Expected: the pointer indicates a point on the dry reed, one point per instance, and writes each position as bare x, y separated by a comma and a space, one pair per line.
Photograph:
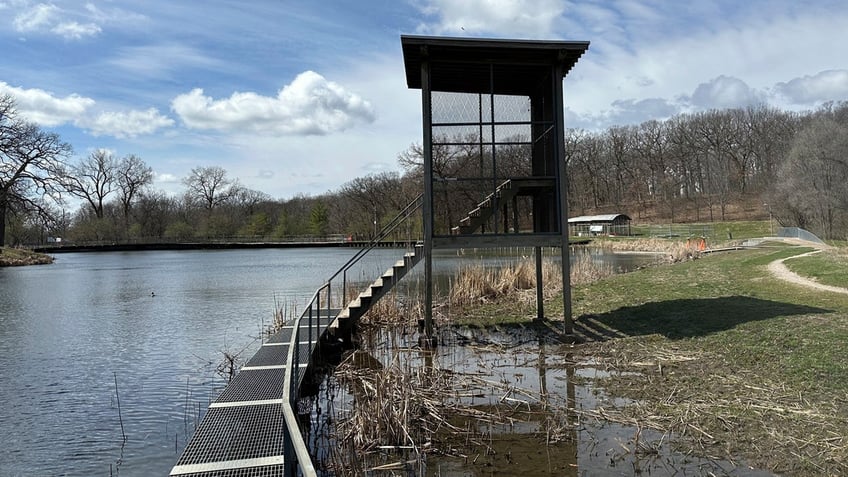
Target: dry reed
419, 410
669, 250
477, 284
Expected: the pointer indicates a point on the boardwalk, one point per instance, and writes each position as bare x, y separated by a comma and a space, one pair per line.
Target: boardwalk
243, 432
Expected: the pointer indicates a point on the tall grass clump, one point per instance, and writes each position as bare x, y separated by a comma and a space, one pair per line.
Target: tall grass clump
670, 250
477, 284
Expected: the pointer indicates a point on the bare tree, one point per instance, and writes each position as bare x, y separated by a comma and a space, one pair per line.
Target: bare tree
813, 187
210, 186
93, 179
132, 176
31, 164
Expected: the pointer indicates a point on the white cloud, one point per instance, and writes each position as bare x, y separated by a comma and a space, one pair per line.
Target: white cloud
74, 30
35, 18
47, 17
166, 178
725, 92
127, 124
310, 105
509, 17
831, 85
44, 108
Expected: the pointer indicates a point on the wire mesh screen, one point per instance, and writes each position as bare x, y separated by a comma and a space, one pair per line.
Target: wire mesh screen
484, 148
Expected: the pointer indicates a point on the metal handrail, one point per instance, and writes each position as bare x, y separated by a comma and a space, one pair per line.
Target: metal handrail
312, 313
387, 229
295, 440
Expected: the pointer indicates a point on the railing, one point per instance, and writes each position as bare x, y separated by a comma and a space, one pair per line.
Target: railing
298, 461
799, 233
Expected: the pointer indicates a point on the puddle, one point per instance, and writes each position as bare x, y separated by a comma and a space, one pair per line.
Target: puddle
540, 395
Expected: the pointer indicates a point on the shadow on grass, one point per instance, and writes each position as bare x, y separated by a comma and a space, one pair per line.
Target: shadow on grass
676, 319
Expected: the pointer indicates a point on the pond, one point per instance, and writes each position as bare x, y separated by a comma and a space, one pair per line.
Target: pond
110, 359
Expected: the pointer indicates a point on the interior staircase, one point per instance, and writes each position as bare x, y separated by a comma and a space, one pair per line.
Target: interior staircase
503, 194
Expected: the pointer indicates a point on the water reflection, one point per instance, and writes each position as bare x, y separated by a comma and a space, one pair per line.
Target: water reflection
540, 394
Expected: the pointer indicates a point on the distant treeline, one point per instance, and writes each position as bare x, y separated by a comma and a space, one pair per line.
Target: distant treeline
691, 167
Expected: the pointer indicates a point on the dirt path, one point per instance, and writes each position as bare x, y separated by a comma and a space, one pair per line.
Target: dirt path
779, 270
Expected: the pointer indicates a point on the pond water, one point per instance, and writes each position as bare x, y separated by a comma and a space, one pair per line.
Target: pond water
532, 400
99, 346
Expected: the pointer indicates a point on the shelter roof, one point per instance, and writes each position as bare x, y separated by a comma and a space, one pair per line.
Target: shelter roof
467, 65
606, 218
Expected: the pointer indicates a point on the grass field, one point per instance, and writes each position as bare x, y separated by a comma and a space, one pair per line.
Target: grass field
732, 361
829, 267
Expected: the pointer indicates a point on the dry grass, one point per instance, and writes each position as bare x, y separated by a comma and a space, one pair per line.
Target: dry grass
415, 410
14, 257
476, 284
671, 250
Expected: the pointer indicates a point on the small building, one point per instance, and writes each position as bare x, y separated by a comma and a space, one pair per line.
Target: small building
591, 225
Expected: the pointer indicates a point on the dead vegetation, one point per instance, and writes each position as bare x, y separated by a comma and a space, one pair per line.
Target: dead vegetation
671, 251
15, 257
404, 411
712, 409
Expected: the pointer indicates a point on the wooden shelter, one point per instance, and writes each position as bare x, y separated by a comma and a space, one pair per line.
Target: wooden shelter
493, 146
607, 224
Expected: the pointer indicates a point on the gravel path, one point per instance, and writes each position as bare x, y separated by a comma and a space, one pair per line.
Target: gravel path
779, 270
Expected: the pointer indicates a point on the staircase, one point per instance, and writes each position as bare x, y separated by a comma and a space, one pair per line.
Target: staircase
362, 303
503, 194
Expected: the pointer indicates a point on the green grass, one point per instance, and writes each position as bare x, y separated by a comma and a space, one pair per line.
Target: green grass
716, 231
829, 267
759, 364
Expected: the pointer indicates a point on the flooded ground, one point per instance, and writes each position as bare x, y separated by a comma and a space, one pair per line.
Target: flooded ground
510, 402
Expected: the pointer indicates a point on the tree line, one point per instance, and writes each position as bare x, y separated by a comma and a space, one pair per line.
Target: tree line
789, 166
691, 167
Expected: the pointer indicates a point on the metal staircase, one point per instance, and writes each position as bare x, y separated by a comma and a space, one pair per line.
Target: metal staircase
362, 303
508, 191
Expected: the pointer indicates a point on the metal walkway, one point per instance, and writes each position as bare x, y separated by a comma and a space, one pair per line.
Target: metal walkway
243, 433
251, 430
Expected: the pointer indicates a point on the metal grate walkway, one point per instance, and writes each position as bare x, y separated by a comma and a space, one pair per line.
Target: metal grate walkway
243, 432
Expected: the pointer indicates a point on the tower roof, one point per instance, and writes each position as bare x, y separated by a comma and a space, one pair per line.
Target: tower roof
469, 64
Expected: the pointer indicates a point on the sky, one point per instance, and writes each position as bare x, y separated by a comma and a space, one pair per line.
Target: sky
298, 97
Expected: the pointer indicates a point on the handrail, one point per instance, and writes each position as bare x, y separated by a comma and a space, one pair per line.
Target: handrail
313, 309
393, 224
294, 438
389, 228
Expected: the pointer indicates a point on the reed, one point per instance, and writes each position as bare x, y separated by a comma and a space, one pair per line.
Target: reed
477, 284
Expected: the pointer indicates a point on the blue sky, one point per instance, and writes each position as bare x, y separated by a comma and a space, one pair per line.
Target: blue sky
296, 97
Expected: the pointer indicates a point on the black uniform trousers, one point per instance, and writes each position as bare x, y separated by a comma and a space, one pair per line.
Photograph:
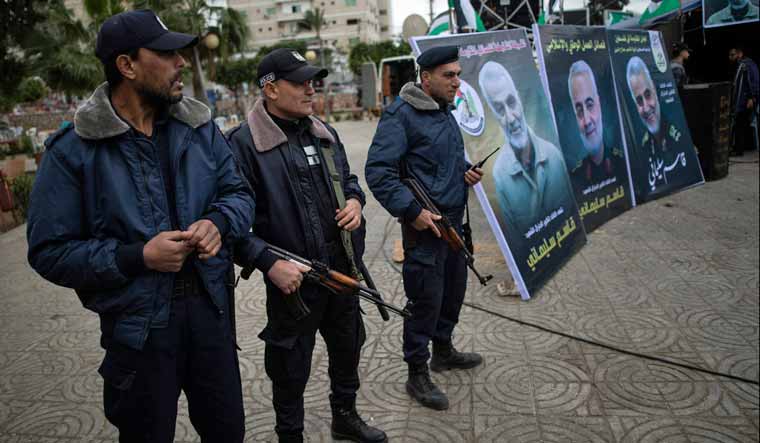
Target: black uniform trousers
338, 319
435, 281
196, 353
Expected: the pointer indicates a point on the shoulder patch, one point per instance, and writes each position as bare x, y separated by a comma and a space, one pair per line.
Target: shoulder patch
67, 126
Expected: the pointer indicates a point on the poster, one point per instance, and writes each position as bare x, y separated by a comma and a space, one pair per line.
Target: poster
579, 82
526, 192
729, 12
660, 150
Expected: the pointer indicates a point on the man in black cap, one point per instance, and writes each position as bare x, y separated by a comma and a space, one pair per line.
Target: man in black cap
418, 136
136, 207
308, 203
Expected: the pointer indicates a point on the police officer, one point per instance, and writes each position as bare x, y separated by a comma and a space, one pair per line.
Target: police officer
119, 213
419, 136
308, 202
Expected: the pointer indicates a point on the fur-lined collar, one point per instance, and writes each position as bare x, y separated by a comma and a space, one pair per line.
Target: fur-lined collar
267, 135
415, 96
96, 119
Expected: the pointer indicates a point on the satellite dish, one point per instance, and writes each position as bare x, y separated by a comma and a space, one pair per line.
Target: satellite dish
414, 26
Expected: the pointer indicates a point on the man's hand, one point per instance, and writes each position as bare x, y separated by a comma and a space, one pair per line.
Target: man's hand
287, 276
473, 176
166, 252
350, 217
426, 220
205, 238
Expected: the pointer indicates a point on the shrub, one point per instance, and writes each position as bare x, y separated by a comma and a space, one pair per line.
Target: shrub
21, 187
31, 89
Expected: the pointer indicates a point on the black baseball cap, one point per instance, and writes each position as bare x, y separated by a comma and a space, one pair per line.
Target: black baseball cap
437, 56
288, 64
130, 30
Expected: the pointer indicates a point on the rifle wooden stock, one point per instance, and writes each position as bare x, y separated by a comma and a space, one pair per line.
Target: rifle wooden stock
335, 281
448, 233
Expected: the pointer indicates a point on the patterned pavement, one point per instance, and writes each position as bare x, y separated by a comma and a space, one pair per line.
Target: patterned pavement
675, 278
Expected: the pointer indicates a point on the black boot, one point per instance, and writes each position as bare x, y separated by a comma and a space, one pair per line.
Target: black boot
422, 388
347, 425
446, 357
290, 438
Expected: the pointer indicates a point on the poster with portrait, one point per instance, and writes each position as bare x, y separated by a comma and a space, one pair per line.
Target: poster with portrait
729, 12
526, 192
576, 71
660, 150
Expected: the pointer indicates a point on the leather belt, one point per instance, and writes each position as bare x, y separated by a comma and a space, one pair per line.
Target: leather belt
187, 286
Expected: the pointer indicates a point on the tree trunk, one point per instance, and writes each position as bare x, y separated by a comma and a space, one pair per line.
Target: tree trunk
199, 87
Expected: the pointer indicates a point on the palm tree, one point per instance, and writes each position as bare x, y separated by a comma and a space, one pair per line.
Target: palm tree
--------------------
### EXERCISE
Would you copy out exactly the lines above that start at the one containing "Target: interior staircase" and end at the one containing "Expected: the pointer indicates a point on the grass", inclusive?

### TASK RESPONSE
Target: interior staircase
503, 194
Expected: the pointer indicates a point on the water reflection, one point per instance, and writes each position as bare x, y separated by a comma and a space, one pair per line.
Target: water reflection
540, 394
Expected: the pointer indicates a point on the distant treeline, one point per instance, and writes each position as bare x, y separated by a comma and a space, one pair per line.
Target: distant treeline
691, 167
Expected: the pointer indicates a point on the dirt path, one point per instance, and writes each position as bare x, y separated by a comma and a space, one pair per line.
Target: dirt path
779, 270
Expected: the pointer indicates a point on the pond water, one point per instance, and writes each position as bare x, y separated by a comma and a space, one pair per line.
Target: pond water
532, 400
99, 346
Expected: the pointer indicates a point on the shelter roof, one point per instance, and writes each position as bare x, y separated by a comma and a space, one pair per line.
Target: shelter roof
467, 65
606, 218
Expected: the pointer indicates a point on the grass field, one point per instance, and writes each position as bare x, y separated by a comma and a space, one pair per line.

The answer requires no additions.